++++ Data provided ++++

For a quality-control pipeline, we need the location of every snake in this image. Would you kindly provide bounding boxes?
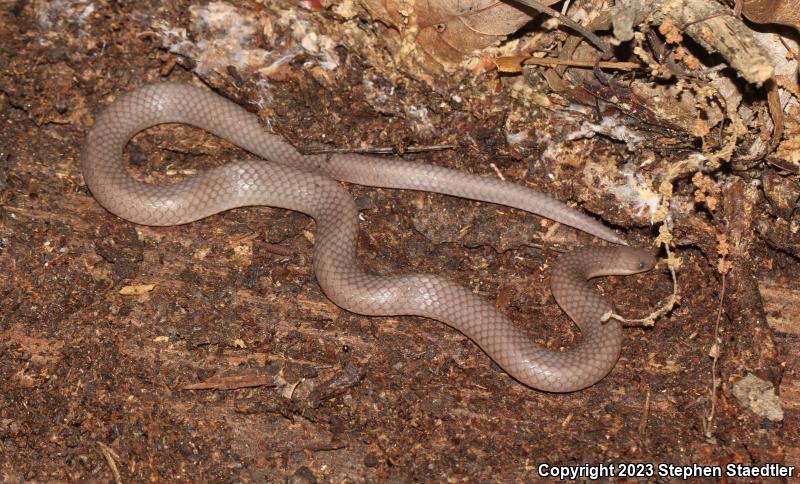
[80,82,656,393]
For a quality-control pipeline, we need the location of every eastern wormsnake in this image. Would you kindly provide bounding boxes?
[81,83,655,392]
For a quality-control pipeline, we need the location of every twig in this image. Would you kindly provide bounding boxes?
[638,385,650,440]
[514,0,611,55]
[97,442,122,484]
[525,57,642,71]
[703,272,727,439]
[494,55,642,72]
[301,145,455,155]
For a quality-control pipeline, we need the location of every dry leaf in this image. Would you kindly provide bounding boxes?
[362,0,555,72]
[742,0,800,30]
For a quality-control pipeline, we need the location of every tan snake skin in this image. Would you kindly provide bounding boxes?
[81,83,655,392]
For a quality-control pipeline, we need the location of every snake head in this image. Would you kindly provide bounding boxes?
[608,247,658,276]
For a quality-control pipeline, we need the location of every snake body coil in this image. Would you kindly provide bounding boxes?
[81,83,655,392]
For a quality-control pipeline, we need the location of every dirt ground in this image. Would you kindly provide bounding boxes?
[0,0,800,482]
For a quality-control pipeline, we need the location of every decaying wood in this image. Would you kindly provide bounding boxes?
[610,0,773,85]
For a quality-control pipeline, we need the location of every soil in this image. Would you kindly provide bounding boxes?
[0,0,800,482]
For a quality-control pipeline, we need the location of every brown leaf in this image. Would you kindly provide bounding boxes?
[363,0,555,71]
[742,0,800,29]
[180,373,275,390]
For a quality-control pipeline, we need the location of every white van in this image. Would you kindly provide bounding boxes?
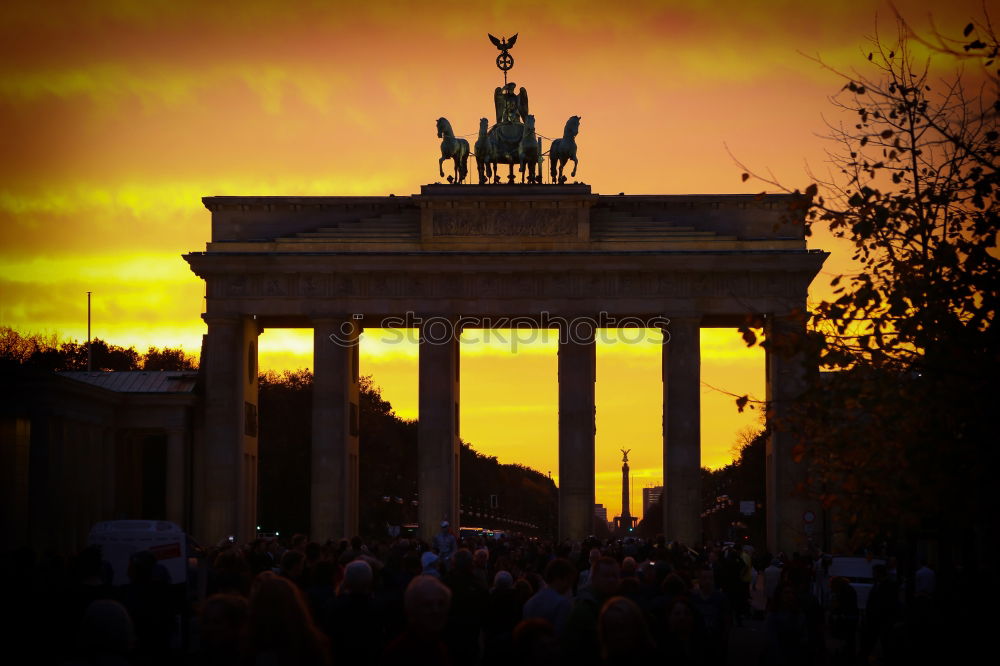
[87,520,188,585]
[827,557,885,610]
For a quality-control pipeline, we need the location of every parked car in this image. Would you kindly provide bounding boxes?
[827,556,885,610]
[88,520,192,586]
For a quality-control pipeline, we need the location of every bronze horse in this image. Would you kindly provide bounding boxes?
[549,116,580,184]
[437,118,469,183]
[476,118,494,185]
[517,115,542,183]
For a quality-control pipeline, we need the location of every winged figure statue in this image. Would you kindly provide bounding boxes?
[486,32,517,51]
[493,81,528,124]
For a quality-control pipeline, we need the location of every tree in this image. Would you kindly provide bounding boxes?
[0,326,198,371]
[741,17,1000,544]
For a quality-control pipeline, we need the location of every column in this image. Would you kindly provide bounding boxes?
[194,315,258,543]
[417,317,460,539]
[166,428,187,528]
[310,318,361,542]
[558,323,597,540]
[764,315,822,553]
[661,317,701,547]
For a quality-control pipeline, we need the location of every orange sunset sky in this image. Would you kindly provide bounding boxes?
[0,0,982,516]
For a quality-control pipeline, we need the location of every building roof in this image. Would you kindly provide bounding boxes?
[57,370,198,393]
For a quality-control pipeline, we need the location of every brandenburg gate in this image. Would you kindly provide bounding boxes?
[185,183,827,552]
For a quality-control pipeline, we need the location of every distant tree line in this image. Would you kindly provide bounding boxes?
[258,370,557,535]
[0,326,198,371]
[0,327,557,535]
[637,429,767,548]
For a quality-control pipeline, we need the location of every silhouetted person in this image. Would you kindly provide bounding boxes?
[562,556,620,666]
[322,560,385,664]
[196,594,250,666]
[830,576,860,664]
[860,564,900,661]
[763,581,813,666]
[659,592,708,666]
[513,616,575,666]
[444,548,489,664]
[382,575,452,666]
[597,597,657,666]
[71,599,135,666]
[477,571,522,665]
[691,567,732,664]
[121,550,178,663]
[248,571,330,666]
[523,557,577,636]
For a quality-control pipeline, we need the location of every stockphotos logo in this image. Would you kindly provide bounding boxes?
[330,311,670,352]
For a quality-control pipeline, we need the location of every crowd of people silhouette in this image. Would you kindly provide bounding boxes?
[8,524,960,666]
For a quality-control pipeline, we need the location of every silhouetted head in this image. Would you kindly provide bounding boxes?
[78,599,135,657]
[590,557,621,599]
[337,560,374,594]
[597,597,653,663]
[493,571,514,590]
[403,576,451,636]
[247,571,328,663]
[198,594,250,660]
[455,548,472,571]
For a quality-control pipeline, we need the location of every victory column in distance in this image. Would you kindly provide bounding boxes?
[437,34,580,185]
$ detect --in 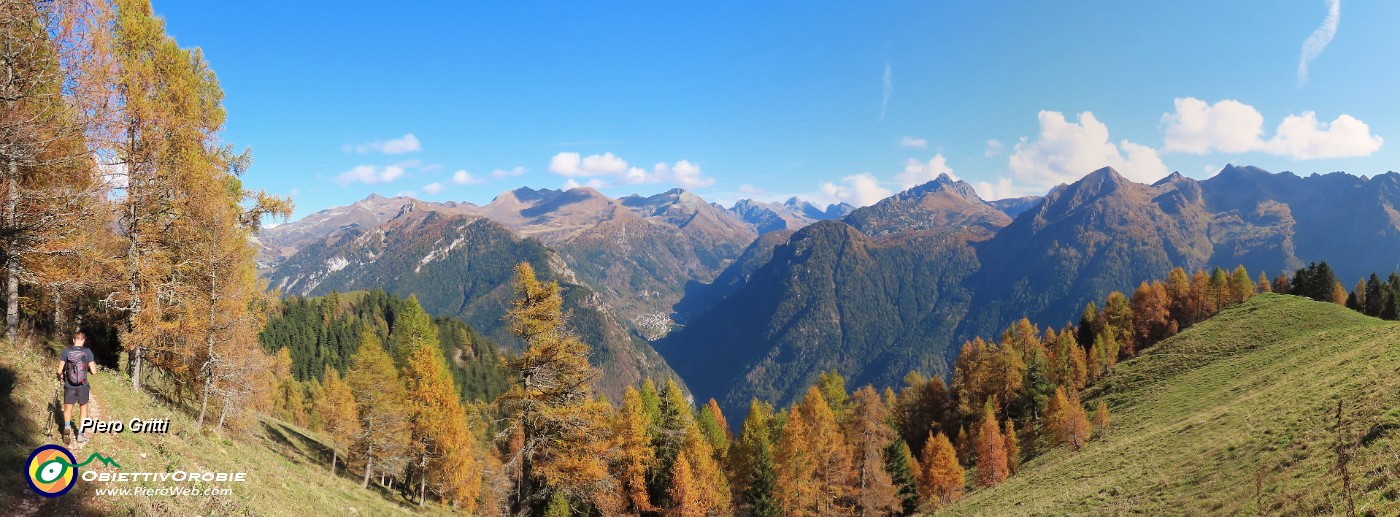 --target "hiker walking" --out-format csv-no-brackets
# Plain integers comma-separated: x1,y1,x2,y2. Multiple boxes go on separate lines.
59,331,97,444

++++

# Problem details
Return, word for word, the part of the listing that opens with the line containing "of every decaying" and closes with the line containing "[661,317,701,547]". Leave out the pictures.

# Result
For a quality-control pipeline, we need the location of every decaying wood in this image. Would you kindly provide bounding boxes?
[610,0,773,85]
For a quality-control pipeline, we need the location of every soil in this image. Would you kindly provide bounding boxes?
[0,0,800,482]
For a quality-control pipeline, we need the location of every brown leaf in this image. Would you kindly provide bounding boxes?
[363,0,555,71]
[742,0,800,29]
[180,373,275,390]
For a quality-control pipeline, we need the location of every white van in this image. Would you kindly provide bounding boxes?
[87,520,188,585]
[827,557,885,610]
For a quality-control pipeline, we need the location of every parked car in this image. Would you kindly provide bounding boxes?
[827,556,885,610]
[88,520,192,586]
For a quality-control pipeline, we need the location of every bronze horse in this image. Would you kindly provide bounding boxes?
[549,116,580,184]
[437,118,469,183]
[476,118,494,185]
[517,115,542,183]
For a quality-control pipeline, we need the location of every winged figure statue in this image. Would you kindly provide bounding boxes?
[486,32,517,51]
[493,81,528,124]
For a quality-control pipeline, we need the location of every tree in this image. Would you kindly provide bounding boxes?
[0,326,198,371]
[741,17,1000,544]
For a quality-control pipeline, we need the location of every column in this image. Would you kindly provide bounding boxes?
[194,315,258,543]
[417,317,460,539]
[166,428,187,528]
[310,318,361,542]
[558,323,597,540]
[764,315,822,553]
[661,317,701,547]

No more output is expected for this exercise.